Data extracted from a collection:

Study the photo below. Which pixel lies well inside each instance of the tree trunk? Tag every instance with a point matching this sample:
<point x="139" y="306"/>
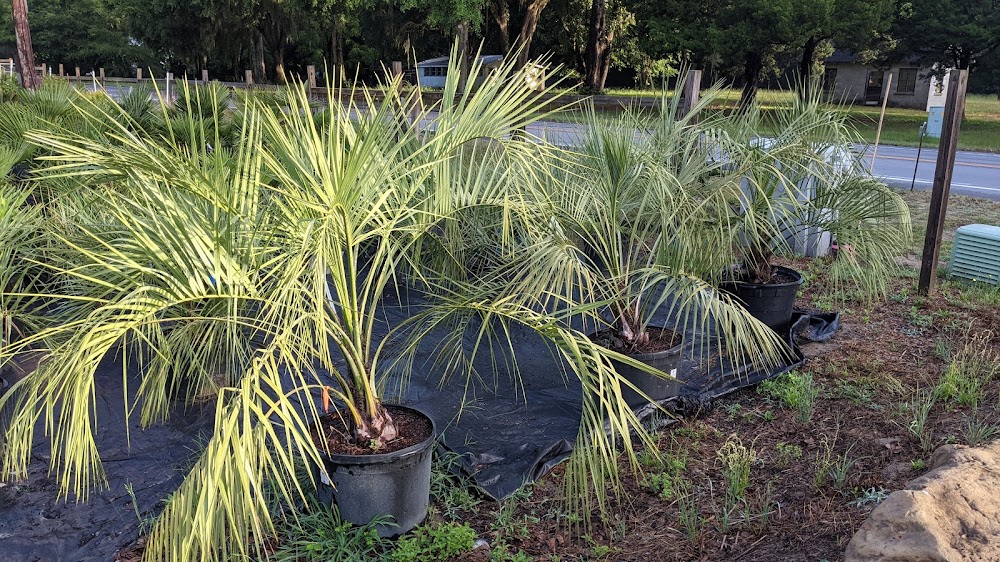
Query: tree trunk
<point x="596" y="46"/>
<point x="502" y="17"/>
<point x="337" y="48"/>
<point x="805" y="66"/>
<point x="279" y="63"/>
<point x="531" y="16"/>
<point x="752" y="66"/>
<point x="257" y="58"/>
<point x="25" y="56"/>
<point x="463" y="55"/>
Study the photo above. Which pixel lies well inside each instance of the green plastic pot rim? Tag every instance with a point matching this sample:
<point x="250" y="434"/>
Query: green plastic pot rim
<point x="386" y="458"/>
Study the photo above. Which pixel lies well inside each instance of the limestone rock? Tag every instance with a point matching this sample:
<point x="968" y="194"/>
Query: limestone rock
<point x="949" y="514"/>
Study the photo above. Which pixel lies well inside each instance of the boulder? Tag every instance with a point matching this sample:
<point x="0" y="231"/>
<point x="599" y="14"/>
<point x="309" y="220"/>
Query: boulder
<point x="948" y="514"/>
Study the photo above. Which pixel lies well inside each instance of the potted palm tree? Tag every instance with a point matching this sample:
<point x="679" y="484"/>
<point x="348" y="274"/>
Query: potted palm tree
<point x="280" y="251"/>
<point x="625" y="201"/>
<point x="801" y="178"/>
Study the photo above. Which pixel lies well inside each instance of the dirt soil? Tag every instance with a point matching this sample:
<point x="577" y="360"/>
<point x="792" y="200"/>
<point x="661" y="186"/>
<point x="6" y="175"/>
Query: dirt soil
<point x="813" y="481"/>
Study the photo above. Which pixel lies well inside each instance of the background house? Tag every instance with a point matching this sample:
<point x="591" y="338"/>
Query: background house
<point x="847" y="79"/>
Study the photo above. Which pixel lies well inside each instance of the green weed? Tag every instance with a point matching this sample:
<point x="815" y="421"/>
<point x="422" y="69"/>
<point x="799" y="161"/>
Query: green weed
<point x="872" y="495"/>
<point x="840" y="471"/>
<point x="919" y="407"/>
<point x="451" y="492"/>
<point x="787" y="453"/>
<point x="436" y="542"/>
<point x="793" y="390"/>
<point x="687" y="506"/>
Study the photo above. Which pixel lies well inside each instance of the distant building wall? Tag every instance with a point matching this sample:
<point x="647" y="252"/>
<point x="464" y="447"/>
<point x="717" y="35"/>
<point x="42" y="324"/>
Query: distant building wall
<point x="858" y="84"/>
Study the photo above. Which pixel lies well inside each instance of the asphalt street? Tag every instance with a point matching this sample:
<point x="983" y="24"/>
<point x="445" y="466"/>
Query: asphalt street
<point x="976" y="174"/>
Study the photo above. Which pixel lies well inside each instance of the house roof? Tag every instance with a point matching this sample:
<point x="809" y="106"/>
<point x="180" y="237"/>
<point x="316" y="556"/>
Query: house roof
<point x="443" y="61"/>
<point x="842" y="56"/>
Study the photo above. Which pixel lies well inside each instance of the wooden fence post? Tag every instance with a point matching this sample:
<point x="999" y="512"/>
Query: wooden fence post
<point x="954" y="109"/>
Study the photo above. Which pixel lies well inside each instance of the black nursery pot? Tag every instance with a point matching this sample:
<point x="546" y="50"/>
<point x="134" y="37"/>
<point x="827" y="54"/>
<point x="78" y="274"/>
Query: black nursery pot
<point x="395" y="484"/>
<point x="656" y="388"/>
<point x="770" y="303"/>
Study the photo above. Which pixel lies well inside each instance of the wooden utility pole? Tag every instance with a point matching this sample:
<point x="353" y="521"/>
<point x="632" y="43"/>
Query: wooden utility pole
<point x="25" y="56"/>
<point x="954" y="109"/>
<point x="881" y="119"/>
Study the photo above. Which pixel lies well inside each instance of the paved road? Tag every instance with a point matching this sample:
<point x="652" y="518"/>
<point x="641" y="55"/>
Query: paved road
<point x="976" y="174"/>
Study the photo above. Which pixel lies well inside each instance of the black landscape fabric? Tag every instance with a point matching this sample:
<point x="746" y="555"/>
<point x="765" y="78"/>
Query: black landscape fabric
<point x="507" y="430"/>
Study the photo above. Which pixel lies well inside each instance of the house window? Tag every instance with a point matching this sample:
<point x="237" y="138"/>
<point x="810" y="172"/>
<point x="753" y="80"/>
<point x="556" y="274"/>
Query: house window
<point x="907" y="81"/>
<point x="829" y="80"/>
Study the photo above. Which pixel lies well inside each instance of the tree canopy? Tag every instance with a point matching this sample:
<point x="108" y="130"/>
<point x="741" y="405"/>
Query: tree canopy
<point x="624" y="42"/>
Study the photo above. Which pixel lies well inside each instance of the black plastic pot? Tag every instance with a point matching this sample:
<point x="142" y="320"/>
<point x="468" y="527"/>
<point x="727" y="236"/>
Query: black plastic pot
<point x="656" y="388"/>
<point x="395" y="484"/>
<point x="770" y="303"/>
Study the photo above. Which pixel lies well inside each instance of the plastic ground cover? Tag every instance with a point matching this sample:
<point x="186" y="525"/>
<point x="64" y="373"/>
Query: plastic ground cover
<point x="506" y="434"/>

What to do ->
Transcribe all of the entries word for word, but skip any pictures they contain.

Written response ->
Study the photo below. Which pixel lies well inside each instance of the tree trunk? Tag every instance with a point matching this sample:
<point x="139" y="306"/>
Query: tree trunk
<point x="596" y="46"/>
<point x="502" y="17"/>
<point x="337" y="48"/>
<point x="805" y="66"/>
<point x="279" y="63"/>
<point x="531" y="16"/>
<point x="752" y="66"/>
<point x="257" y="58"/>
<point x="25" y="56"/>
<point x="463" y="55"/>
Study the photo above. Which pixel lies well inside each instance of the green plastic pot rim? Tag every instance with a point matching this sample:
<point x="250" y="434"/>
Query: green plastic pot rim
<point x="386" y="458"/>
Study the photo above. Which pixel lies well inside each instance of the limestone rock? Tag every instance with a point matching this sample:
<point x="968" y="194"/>
Query: limestone rock
<point x="949" y="514"/>
Study the photo above. Which pixel lies well inside each instance of the boulder? Tag every instance with a point matching this sample:
<point x="0" y="231"/>
<point x="599" y="14"/>
<point x="309" y="220"/>
Query: boulder
<point x="948" y="514"/>
Study the photo above. Which pixel lies well inside each instance of the potted palm tree? Tag every instance with a point matching this sample:
<point x="679" y="484"/>
<point x="348" y="274"/>
Query: potted palm tree
<point x="280" y="251"/>
<point x="625" y="201"/>
<point x="801" y="178"/>
Study the photo above. Which pixel lies well inside each instance of the dirt soil? Tag every instance with a point matching this sample:
<point x="577" y="360"/>
<point x="792" y="200"/>
<point x="661" y="186"/>
<point x="6" y="175"/>
Query: dirt soil
<point x="813" y="481"/>
Study the photo above. Which pixel lies well inside each instance of the background house? Tag every instance with a point matching this sample:
<point x="591" y="338"/>
Query: background house
<point x="847" y="79"/>
Study the photo above. Which pixel lies well inside each instance of the green weed? Tag every instance with a point matching this sample:
<point x="815" y="421"/>
<point x="422" y="69"/>
<point x="799" y="161"/>
Query: green weed
<point x="872" y="495"/>
<point x="840" y="471"/>
<point x="919" y="407"/>
<point x="451" y="492"/>
<point x="787" y="453"/>
<point x="436" y="542"/>
<point x="793" y="390"/>
<point x="687" y="506"/>
Study the photo above. Which pixel lies well inside each instance of the distant building wall? Tag every instance with a point matching this sample:
<point x="647" y="252"/>
<point x="464" y="447"/>
<point x="717" y="35"/>
<point x="42" y="324"/>
Query: distant building wall
<point x="858" y="84"/>
Study the photo above. Which pixel lies well inside each instance of the asphalt street? Tag every instance with a point matching this sample:
<point x="983" y="24"/>
<point x="445" y="466"/>
Query: asphalt street
<point x="976" y="174"/>
Study the photo above. Which pixel lies well inside each instance of the house roof? Tag every instance with a point matching this sample:
<point x="809" y="106"/>
<point x="180" y="237"/>
<point x="316" y="556"/>
Query: house roof
<point x="443" y="61"/>
<point x="842" y="56"/>
Study the photo above. Which pixel lies well inside each instance of the wooden fence post? Tag every instance with a point matching this sample:
<point x="999" y="512"/>
Query: wooden fence post
<point x="954" y="109"/>
Study the photo above. Which pixel lies well inside each instance of the black nursery pot? Tag every instance with a point matching this sample:
<point x="546" y="50"/>
<point x="134" y="37"/>
<point x="827" y="54"/>
<point x="78" y="274"/>
Query: black nursery pot
<point x="395" y="484"/>
<point x="656" y="388"/>
<point x="770" y="303"/>
Study the photo above. Which pixel lies well inside each instance of the wooden utility pole? Tag every instance with a point matching this sample:
<point x="353" y="521"/>
<point x="632" y="43"/>
Query: wooden utility pole
<point x="25" y="56"/>
<point x="954" y="109"/>
<point x="881" y="119"/>
Study the photo above. Which pixel lies well inside each instance of the paved road? Tag every instance with a point matching this sample:
<point x="652" y="518"/>
<point x="641" y="55"/>
Query: paved road
<point x="976" y="174"/>
Study the photo above. Which pixel lies well inside each instance of the black landscape fabric? Tag every instance with a point matching this sample:
<point x="746" y="555"/>
<point x="765" y="78"/>
Query: black landscape fabric
<point x="507" y="430"/>
Study the photo above. Which pixel lies well inside each instance of the house window? Tag every instance with a point matching this sample:
<point x="237" y="138"/>
<point x="810" y="172"/>
<point x="753" y="80"/>
<point x="556" y="274"/>
Query: house window
<point x="907" y="81"/>
<point x="829" y="80"/>
Study the photo above. Which pixel lies well inside each instance of the tree canopy? Tag every instance with a point matching this sample:
<point x="108" y="130"/>
<point x="741" y="405"/>
Query: tree canopy
<point x="624" y="42"/>
Study the photo above. Which pixel lies well inside each instance of the black plastic pot? Tag every instance with a point matching this sample:
<point x="142" y="320"/>
<point x="468" y="527"/>
<point x="727" y="236"/>
Query: black plastic pot
<point x="656" y="388"/>
<point x="395" y="484"/>
<point x="770" y="303"/>
Study the photo above. Which pixel lies well inside each instance of the plastic ground cover? Tag every instance with a point matching this sample:
<point x="186" y="525"/>
<point x="64" y="373"/>
Query: plastic ground cover
<point x="506" y="434"/>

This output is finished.